◆ PROBLEM REQUIREMENTS:
The full set of entries below must be returned exactly as shown.

START SUPPLIED MATERIAL

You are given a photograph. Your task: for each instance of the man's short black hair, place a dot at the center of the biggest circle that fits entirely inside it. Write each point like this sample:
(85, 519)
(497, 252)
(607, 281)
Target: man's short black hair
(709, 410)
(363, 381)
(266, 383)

END SUPPLIED MATERIAL

◆ EXPECTED ANSWER:
You are given a photograph. Your task: for each instance of the man's short black hair, place a dot at the center of the biggest circle that fits entirely inside it. Write each point like this sample:
(85, 519)
(497, 252)
(607, 281)
Target: man's short black hair
(709, 410)
(363, 381)
(266, 383)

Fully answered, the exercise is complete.